> _Document extract_:
————
Murray Gell-Mann (Nobel prize-winning physicist) came up with the name, based on a quotation from Finnegan's Wake, by James Joyce -- "three quarks for Muster Mark."

Whether you think it's humorous is up to you, but Gell-Mann has a good sense of humor.

For more detail, Wikipedia has this quote from a book by Gell-Mann (The Quark and the Jaguar):

In 1963, when I assigned the name "quark" to the fundamental constituents of the nucleon, I had the sound first, without the spelling, which could have been "kwork". Then, in one of my occasional perusals of Finnegans Wake, by James Joyce, I came across the word "quark" in the phrase "Three quarks for Muster Mark". Since "quark" (meaning, for one thing, the cry of the gull) was clearly intended to rhyme with "Mark", as well as "bark" and other such words, I had to find an excuse to pronounce it as "kwork". But the book represents the dream of a publican named Humphrey Chimpden Earwicker. Words in the text are typically drawn from several sources at once, like the "portmanteau" words in "Through the Looking-Glass". From time to time, phrases occur in the book that are partially determined by calls for drinks at the bar. I argued, therefore, that perhaps one of the multiple sources of the cry "Three quarks for Muster Mark" might be "Three quarts for Mister Mark", in which case the pronunciation "kwork" would not be totally unjustified. In any case, the number three fitted perfectly the way quarks occur in nature.
————
> _What to do_:
A: Name every book title that appears in the passage about how quarks got their name.
B: Return the section of the passage about how quarks got their name between "Murray Gell-Mann (Nobel" and "sense of humor.", inclusive.
Rely only on the passage about how quarks got their name.

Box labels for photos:
————
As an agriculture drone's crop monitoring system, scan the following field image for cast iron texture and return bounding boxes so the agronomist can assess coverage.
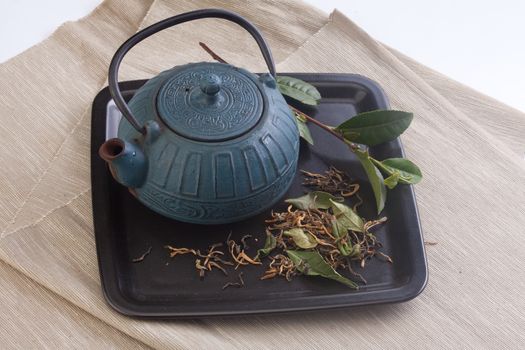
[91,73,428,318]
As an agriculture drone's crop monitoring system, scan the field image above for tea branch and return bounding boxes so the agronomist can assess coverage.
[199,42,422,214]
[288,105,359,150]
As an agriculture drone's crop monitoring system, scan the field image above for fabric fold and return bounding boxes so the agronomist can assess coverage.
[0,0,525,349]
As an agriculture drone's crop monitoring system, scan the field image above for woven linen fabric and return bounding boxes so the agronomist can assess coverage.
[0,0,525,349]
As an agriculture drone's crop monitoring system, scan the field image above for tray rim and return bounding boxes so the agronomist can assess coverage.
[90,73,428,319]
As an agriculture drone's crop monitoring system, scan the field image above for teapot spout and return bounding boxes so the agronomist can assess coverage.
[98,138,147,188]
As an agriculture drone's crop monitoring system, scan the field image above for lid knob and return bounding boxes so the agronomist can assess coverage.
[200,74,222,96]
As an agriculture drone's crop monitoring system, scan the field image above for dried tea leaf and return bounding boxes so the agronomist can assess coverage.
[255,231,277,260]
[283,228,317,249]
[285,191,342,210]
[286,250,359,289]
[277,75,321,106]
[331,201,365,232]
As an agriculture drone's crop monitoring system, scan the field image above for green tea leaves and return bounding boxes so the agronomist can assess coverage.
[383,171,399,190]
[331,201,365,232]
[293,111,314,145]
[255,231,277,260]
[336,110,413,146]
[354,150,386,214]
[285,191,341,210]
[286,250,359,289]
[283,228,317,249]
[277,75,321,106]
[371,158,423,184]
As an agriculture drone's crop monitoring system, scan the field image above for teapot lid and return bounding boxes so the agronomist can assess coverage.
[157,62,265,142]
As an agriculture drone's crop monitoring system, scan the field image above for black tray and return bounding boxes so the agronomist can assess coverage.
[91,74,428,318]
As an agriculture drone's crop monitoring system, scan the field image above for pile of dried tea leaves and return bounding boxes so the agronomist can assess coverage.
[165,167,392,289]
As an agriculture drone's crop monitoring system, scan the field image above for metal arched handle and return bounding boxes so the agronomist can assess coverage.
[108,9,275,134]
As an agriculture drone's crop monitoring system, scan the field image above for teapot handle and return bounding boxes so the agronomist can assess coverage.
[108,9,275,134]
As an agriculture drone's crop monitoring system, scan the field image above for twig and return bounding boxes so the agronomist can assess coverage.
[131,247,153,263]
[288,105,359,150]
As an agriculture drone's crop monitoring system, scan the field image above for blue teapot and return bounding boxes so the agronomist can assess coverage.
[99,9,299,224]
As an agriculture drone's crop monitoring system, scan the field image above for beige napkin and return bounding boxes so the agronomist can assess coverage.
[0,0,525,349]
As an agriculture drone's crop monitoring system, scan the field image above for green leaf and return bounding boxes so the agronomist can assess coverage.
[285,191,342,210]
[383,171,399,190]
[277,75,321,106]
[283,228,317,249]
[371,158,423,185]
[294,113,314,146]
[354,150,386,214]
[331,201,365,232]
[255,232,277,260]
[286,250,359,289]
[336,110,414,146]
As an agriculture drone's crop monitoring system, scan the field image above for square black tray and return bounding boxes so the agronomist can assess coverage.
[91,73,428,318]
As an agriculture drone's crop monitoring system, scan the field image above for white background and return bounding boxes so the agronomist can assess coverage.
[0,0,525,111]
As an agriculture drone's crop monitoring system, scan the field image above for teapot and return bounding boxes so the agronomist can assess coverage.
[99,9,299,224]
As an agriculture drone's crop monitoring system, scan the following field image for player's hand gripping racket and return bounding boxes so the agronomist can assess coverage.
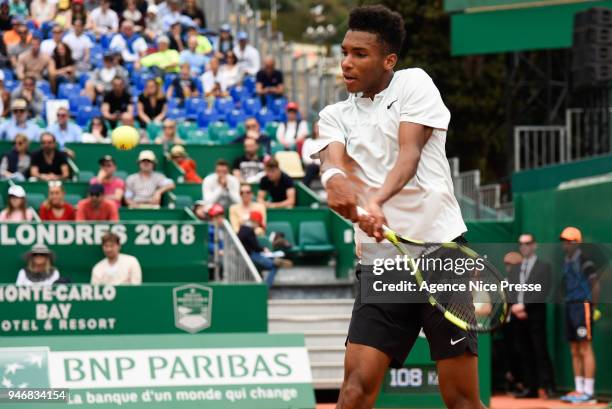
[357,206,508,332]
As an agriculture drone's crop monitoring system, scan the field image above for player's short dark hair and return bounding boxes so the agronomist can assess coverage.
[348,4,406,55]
————
> _Solutions to the problems_:
A:
Finnegans Wake (also spelled "Finnegan's Wake" in the passage)
The Quark and the Jaguar
Through the Looking-Glass

B:
Murray Gell-Mann (Nobel prize-winning physicist) came up with the name, based on a quotation from Finnegan's Wake, by James Joyce -- "three quarks for Muster Mark."

Whether you think it's humorous is up to you, but Gell-Mann has a good sense of humor.